#### Task statement
Extract every line below that contains the word "black", and reproduce each one unchanged.

#### Task inputs
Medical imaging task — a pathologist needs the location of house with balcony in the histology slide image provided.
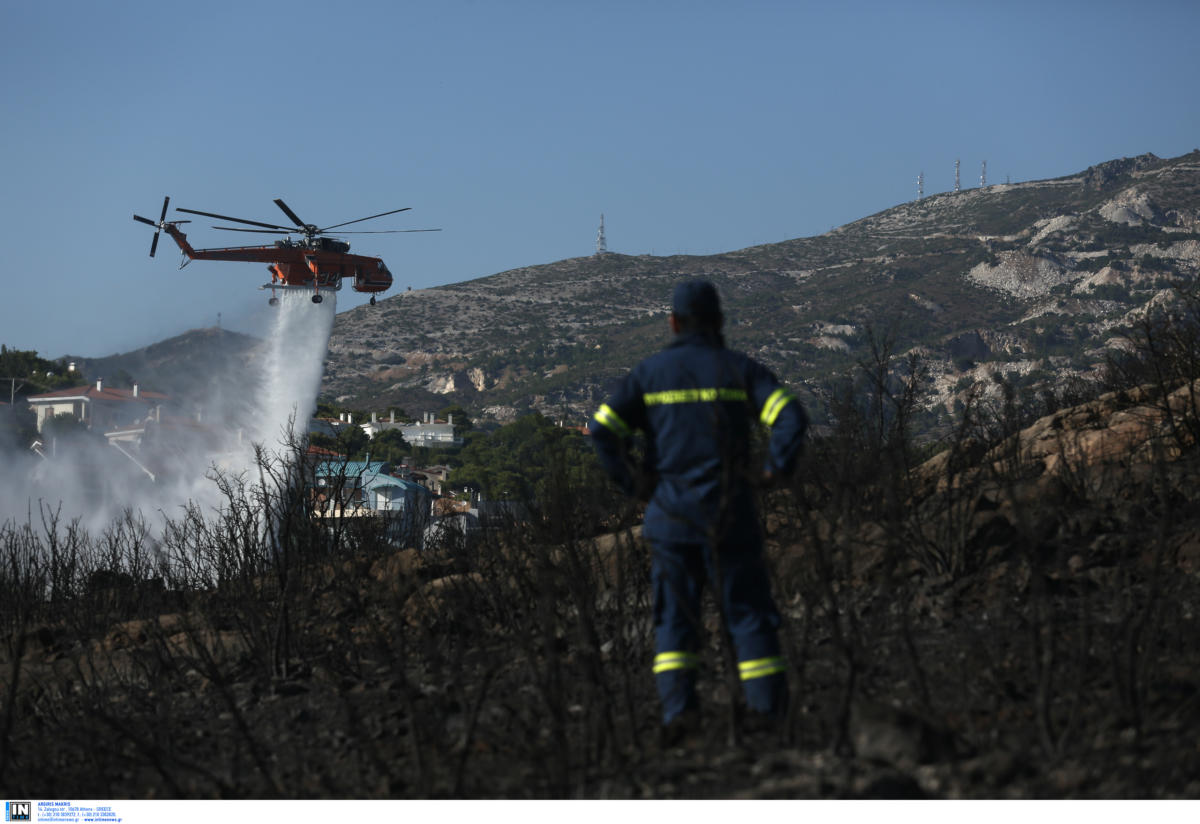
[26,378,170,433]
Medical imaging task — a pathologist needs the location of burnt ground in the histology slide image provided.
[7,360,1200,799]
[7,465,1200,799]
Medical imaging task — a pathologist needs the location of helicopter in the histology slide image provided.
[133,196,442,306]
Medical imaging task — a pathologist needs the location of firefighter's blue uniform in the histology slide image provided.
[589,282,808,723]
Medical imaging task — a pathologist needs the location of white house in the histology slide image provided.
[26,379,169,432]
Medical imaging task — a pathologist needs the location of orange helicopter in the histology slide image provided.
[133,197,442,306]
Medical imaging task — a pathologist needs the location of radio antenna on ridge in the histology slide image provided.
[596,212,608,258]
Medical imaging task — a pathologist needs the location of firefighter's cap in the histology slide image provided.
[671,279,721,320]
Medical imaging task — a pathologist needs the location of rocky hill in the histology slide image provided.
[323,150,1200,429]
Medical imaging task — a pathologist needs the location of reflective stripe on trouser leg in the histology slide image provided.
[654,651,700,723]
[738,655,787,717]
[738,655,787,681]
[654,651,700,675]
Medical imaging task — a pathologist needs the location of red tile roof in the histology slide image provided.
[26,384,169,402]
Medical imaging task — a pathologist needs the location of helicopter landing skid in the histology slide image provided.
[258,281,342,306]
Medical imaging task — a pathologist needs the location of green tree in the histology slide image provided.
[450,413,595,501]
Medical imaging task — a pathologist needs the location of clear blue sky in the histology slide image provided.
[0,0,1200,357]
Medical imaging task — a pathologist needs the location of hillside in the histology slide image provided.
[322,151,1200,429]
[69,326,263,413]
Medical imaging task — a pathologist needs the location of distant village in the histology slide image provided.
[0,363,499,546]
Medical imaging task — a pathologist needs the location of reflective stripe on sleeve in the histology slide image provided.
[595,403,631,438]
[738,655,787,681]
[654,651,700,675]
[761,386,796,426]
[642,387,746,407]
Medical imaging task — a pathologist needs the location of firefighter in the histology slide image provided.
[589,279,808,730]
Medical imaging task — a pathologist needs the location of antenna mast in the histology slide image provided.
[596,212,608,258]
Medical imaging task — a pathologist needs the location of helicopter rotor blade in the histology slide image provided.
[212,225,292,235]
[275,198,308,229]
[175,206,295,231]
[319,206,412,231]
[328,229,442,235]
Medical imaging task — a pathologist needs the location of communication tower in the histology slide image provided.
[596,212,608,258]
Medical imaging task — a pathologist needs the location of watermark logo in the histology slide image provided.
[4,801,34,822]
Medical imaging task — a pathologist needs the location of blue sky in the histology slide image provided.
[0,0,1200,357]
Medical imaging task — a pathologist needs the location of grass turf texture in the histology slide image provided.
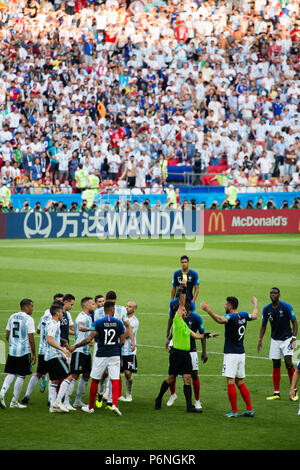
[0,235,300,450]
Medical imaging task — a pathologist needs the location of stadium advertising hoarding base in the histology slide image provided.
[204,209,300,235]
[0,209,300,239]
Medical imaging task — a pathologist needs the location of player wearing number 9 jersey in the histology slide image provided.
[201,297,257,418]
[0,299,36,408]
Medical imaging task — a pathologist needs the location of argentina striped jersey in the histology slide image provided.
[75,312,92,354]
[6,312,35,357]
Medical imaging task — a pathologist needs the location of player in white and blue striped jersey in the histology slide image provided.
[44,304,72,413]
[22,302,64,404]
[64,297,95,410]
[119,301,139,402]
[0,299,36,408]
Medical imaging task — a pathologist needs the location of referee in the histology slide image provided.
[155,279,219,413]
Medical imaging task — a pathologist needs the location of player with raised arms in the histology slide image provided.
[155,279,219,413]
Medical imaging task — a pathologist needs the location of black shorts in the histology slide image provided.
[127,176,136,188]
[169,348,192,377]
[4,354,32,377]
[36,354,49,375]
[46,357,70,380]
[70,351,92,374]
[121,354,137,373]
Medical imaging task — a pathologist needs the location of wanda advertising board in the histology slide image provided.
[204,209,300,235]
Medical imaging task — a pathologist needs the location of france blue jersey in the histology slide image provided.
[169,297,196,318]
[169,298,205,351]
[92,316,125,357]
[184,312,205,352]
[224,312,253,354]
[172,269,199,300]
[262,302,296,341]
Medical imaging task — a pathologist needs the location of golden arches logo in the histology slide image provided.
[208,212,225,232]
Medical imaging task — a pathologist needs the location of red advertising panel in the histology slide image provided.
[0,214,6,238]
[204,209,300,235]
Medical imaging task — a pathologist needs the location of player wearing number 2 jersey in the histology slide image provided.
[0,299,35,408]
[201,297,257,418]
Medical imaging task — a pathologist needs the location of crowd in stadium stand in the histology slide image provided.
[0,0,300,205]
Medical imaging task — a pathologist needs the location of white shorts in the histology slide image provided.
[91,356,120,380]
[190,351,199,371]
[269,338,294,359]
[222,353,246,379]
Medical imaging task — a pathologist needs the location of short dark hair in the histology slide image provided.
[53,293,64,300]
[80,297,93,307]
[271,287,280,294]
[184,300,191,313]
[105,290,117,300]
[63,294,75,302]
[94,294,104,302]
[20,299,33,308]
[50,302,64,317]
[226,297,239,310]
[104,301,115,313]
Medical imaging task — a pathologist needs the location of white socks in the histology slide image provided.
[25,375,39,397]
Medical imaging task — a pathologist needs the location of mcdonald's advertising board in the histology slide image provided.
[204,209,300,235]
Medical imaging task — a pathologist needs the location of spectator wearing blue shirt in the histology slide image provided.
[272,96,283,116]
[272,137,286,177]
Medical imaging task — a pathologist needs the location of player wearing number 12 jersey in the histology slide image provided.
[69,301,125,415]
[201,297,257,418]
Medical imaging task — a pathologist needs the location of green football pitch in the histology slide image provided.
[0,234,300,450]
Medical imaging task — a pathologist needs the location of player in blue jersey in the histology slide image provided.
[0,299,36,408]
[70,301,125,416]
[171,255,199,302]
[200,297,257,418]
[257,287,298,400]
[289,361,300,415]
[60,294,75,346]
[166,297,208,410]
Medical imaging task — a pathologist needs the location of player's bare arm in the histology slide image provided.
[68,331,98,352]
[193,286,199,302]
[165,317,173,350]
[171,286,176,300]
[200,301,228,324]
[28,333,36,364]
[257,322,267,352]
[78,322,91,332]
[251,297,258,320]
[47,336,70,356]
[289,369,300,401]
[290,318,298,349]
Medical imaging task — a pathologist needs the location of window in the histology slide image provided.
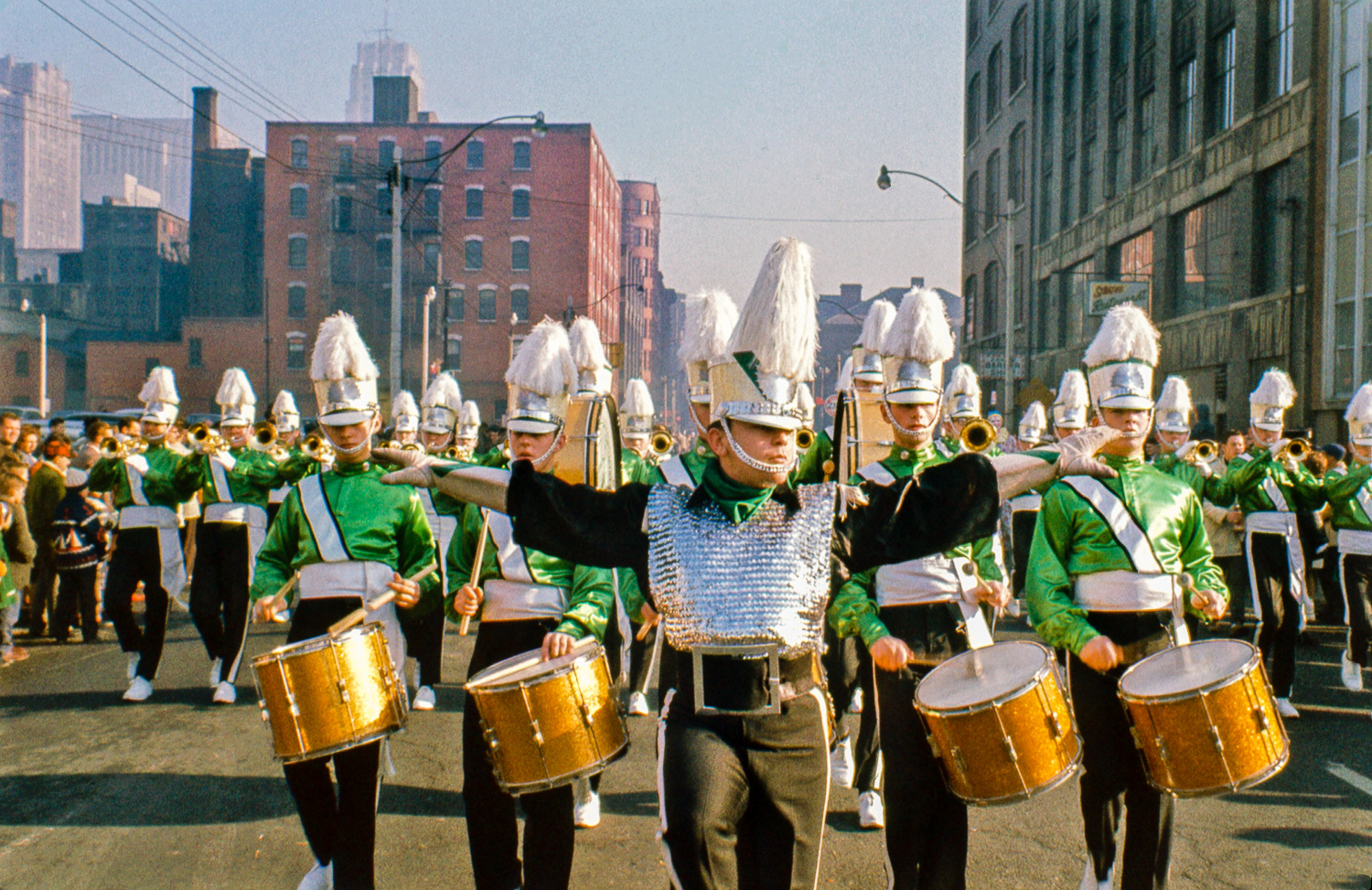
[285,284,305,318]
[285,234,309,269]
[291,185,310,220]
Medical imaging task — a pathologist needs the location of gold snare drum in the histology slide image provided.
[466,638,628,794]
[1120,639,1292,797]
[252,624,409,764]
[916,640,1081,807]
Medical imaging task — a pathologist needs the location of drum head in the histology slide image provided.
[1120,639,1257,698]
[916,640,1053,711]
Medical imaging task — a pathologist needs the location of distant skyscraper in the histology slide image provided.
[345,38,424,123]
[0,56,81,251]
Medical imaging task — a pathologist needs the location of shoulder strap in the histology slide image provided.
[1062,476,1163,574]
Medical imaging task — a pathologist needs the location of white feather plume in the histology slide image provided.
[139,365,181,404]
[1249,368,1295,409]
[310,313,381,380]
[619,377,656,417]
[858,300,896,355]
[505,318,576,398]
[729,239,820,380]
[881,288,954,365]
[677,288,738,365]
[1083,303,1158,368]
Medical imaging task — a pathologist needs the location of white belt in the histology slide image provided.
[482,577,567,621]
[1076,569,1177,612]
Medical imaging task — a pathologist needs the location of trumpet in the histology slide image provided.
[958,417,996,454]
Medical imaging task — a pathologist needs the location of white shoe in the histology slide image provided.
[1339,650,1363,692]
[411,686,438,711]
[295,863,334,890]
[123,678,153,702]
[858,791,886,829]
[829,735,858,788]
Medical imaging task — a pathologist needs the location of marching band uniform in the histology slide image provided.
[1226,369,1324,719]
[1028,305,1226,890]
[447,319,615,890]
[252,313,439,890]
[91,366,191,702]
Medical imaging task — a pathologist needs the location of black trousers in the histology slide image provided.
[875,604,968,890]
[191,520,252,683]
[463,620,576,890]
[1067,612,1174,890]
[1249,533,1301,698]
[658,677,829,890]
[1342,552,1372,668]
[52,565,101,643]
[104,528,170,681]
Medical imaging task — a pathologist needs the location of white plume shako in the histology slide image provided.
[619,377,658,439]
[1152,374,1191,434]
[710,239,820,429]
[1344,382,1372,445]
[310,313,381,426]
[677,288,738,404]
[272,390,301,434]
[139,365,181,424]
[567,316,611,395]
[881,288,954,404]
[505,318,576,434]
[944,365,981,420]
[852,300,896,382]
[1083,303,1158,410]
[420,370,461,436]
[214,368,257,426]
[1053,368,1091,429]
[391,390,420,432]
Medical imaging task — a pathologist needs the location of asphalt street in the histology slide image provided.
[0,613,1372,890]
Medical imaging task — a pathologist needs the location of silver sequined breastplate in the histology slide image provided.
[648,484,837,659]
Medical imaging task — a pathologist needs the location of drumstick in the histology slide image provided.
[457,510,491,637]
[329,563,438,637]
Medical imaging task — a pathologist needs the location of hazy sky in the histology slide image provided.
[0,0,963,299]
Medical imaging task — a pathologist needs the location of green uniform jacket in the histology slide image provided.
[252,461,442,616]
[828,443,1004,648]
[1025,456,1229,654]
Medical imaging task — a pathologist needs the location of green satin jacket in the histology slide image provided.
[1025,456,1229,654]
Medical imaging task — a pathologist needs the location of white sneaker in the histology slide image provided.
[829,735,858,788]
[295,863,334,890]
[411,686,438,711]
[1339,649,1363,692]
[123,678,153,702]
[858,791,886,829]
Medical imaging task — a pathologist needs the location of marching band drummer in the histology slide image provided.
[1026,303,1228,890]
[175,368,309,705]
[829,289,1010,890]
[91,366,194,702]
[391,239,1111,890]
[252,313,439,890]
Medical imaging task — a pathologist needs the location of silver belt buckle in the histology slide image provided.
[691,643,781,717]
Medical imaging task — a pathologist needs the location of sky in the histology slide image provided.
[0,0,965,299]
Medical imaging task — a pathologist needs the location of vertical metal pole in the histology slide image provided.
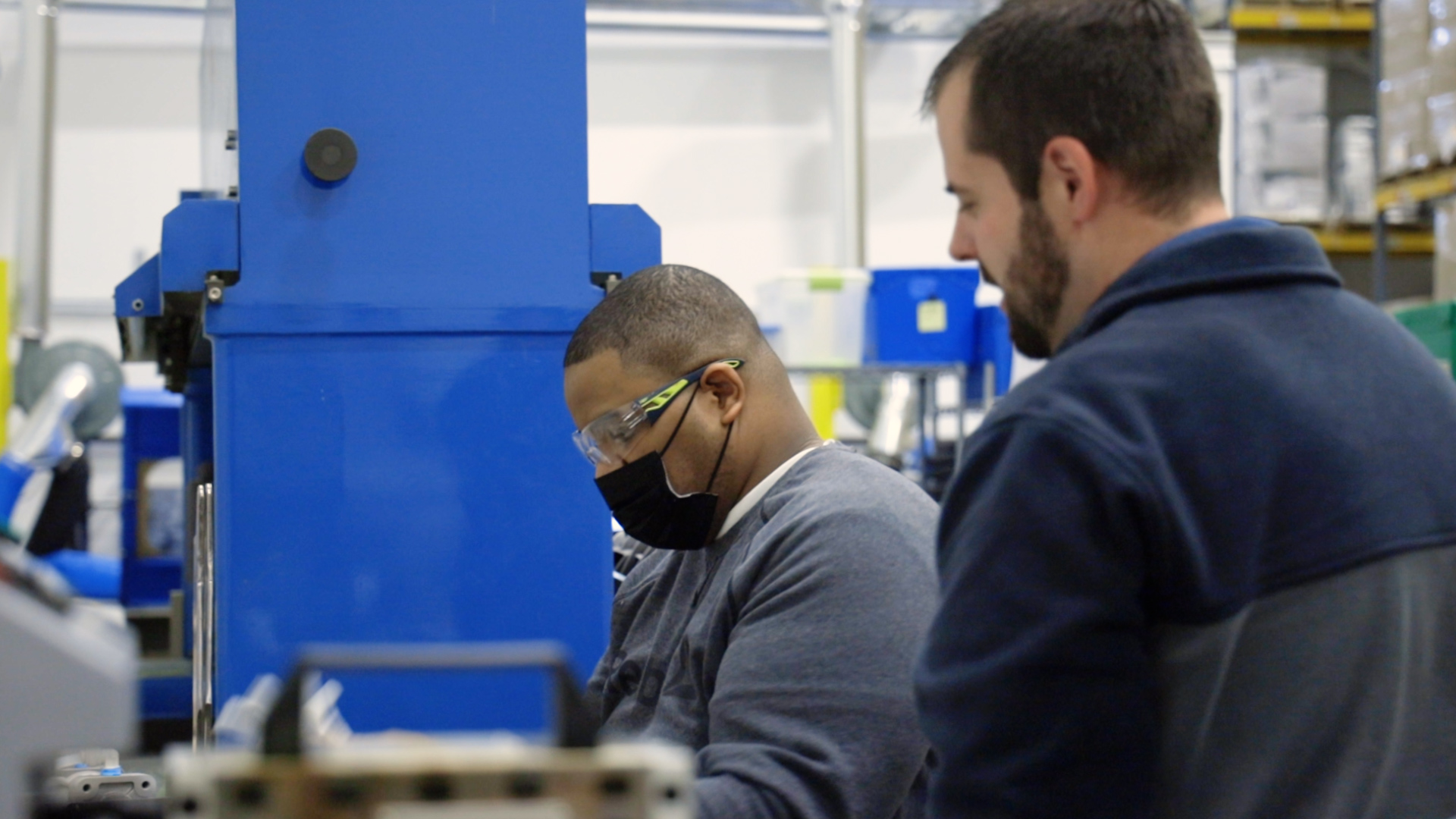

#### Solution below
Medical imaging task — a pathologist needs the location of black shorts in the histology slide image provided.
Medical imaging task — a pathologist needs the location of black trousers in the histology slide image provided.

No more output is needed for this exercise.